begin Supplied records

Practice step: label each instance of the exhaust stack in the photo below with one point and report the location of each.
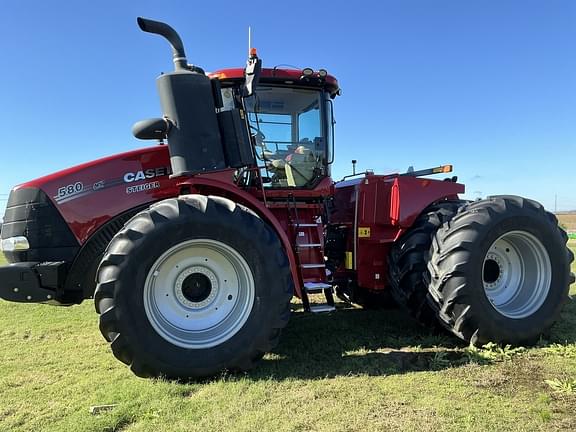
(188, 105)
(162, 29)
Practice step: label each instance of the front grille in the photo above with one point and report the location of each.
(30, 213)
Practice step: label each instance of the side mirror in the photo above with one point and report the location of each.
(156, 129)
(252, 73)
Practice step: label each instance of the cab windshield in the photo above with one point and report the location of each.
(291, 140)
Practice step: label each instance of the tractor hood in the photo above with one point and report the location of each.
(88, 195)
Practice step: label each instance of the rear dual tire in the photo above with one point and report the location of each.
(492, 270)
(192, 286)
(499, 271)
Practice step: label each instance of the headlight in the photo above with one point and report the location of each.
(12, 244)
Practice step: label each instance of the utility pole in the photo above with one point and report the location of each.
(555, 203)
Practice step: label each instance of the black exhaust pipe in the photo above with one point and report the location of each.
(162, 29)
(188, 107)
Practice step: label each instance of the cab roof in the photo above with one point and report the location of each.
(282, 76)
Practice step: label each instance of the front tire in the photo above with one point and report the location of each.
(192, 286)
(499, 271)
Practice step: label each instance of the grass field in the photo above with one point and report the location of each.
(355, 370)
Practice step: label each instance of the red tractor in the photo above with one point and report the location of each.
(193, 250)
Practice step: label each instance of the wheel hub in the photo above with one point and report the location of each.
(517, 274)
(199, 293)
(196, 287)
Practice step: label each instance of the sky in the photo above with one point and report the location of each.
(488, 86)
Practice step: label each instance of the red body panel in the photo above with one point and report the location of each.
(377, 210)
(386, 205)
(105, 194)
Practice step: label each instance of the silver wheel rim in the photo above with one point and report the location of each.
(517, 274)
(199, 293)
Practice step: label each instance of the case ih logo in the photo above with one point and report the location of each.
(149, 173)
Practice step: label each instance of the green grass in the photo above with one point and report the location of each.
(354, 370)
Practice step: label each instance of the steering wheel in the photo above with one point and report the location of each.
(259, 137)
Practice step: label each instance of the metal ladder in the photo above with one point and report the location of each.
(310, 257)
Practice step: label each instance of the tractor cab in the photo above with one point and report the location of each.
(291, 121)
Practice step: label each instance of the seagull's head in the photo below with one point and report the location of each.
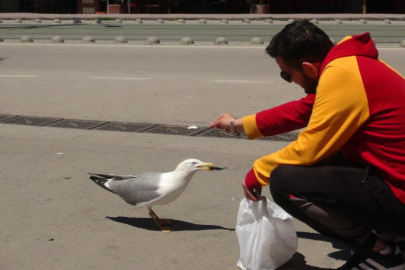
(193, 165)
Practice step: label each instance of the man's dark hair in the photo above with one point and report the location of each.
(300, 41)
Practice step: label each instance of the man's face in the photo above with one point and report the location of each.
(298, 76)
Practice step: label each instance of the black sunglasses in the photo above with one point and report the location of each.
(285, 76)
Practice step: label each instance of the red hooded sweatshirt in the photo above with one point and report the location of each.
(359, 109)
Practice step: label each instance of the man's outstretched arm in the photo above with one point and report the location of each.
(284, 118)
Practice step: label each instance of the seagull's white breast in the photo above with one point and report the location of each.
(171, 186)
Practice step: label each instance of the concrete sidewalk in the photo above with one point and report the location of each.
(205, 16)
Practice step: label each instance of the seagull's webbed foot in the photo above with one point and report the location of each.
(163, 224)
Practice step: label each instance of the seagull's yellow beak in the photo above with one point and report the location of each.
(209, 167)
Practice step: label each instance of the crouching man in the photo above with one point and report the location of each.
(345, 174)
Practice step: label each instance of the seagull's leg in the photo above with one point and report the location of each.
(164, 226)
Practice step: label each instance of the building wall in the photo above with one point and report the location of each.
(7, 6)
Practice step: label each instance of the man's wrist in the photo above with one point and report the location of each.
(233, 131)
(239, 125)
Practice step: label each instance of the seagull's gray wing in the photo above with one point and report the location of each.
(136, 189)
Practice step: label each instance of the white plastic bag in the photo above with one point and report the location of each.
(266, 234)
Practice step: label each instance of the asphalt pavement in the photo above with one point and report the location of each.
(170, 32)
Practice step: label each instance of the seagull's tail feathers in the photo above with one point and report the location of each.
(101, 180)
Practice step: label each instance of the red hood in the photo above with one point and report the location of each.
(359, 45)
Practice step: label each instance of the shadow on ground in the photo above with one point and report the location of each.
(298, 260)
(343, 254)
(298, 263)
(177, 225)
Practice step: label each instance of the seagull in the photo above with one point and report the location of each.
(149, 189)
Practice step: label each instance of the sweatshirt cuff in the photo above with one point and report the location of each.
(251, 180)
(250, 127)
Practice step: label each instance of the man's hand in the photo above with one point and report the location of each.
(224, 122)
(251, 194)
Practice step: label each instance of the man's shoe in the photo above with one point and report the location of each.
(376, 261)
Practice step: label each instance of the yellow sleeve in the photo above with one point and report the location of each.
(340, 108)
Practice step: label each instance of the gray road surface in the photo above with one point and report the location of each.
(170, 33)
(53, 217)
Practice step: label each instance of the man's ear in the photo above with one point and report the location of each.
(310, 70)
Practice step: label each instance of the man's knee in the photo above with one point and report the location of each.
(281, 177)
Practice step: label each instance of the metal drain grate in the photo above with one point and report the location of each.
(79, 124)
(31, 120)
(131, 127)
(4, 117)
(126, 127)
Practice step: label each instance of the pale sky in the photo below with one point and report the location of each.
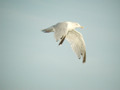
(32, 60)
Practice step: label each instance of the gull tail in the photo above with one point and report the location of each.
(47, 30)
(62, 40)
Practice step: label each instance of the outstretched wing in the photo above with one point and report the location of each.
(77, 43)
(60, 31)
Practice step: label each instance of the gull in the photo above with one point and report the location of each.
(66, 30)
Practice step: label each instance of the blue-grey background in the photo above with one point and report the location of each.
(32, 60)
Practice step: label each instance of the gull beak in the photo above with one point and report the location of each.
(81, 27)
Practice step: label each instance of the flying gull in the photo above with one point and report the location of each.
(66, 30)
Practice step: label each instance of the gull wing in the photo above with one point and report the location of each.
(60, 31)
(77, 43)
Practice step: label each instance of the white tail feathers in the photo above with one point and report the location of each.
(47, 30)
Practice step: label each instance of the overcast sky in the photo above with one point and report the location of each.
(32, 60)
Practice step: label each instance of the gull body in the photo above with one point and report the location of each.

end Supplied records

__The exercise__
Begin with the line containing "Practice step: label each instance of the gull in" and repeat each line exactly until the records above end.

__Exercise result__
Practice step: label each instance of the gull in the photo above with one point and report the location of each.
(66, 30)
Practice step: label each instance of the blue-grey background in the photo above with one point and report the location of each.
(32, 60)
Practice step: label each instance of the gull beak in the photo above with one point and report the location of each.
(81, 27)
Practice step: label each instance of the flying gull in the photo above with one point and report the location of each.
(66, 30)
Practice step: label each instance of the gull wing in the photo above with one point and report the location of each.
(60, 31)
(77, 43)
Practice step: label each instance of the white tail feathers in the photo above with one point and report the location of each.
(47, 30)
Practice step: label each instance of the overcast sky in the photo above with one point and report the location of each.
(32, 60)
Practice step: label each instance of the gull body in the photo above with one point and report the location of each.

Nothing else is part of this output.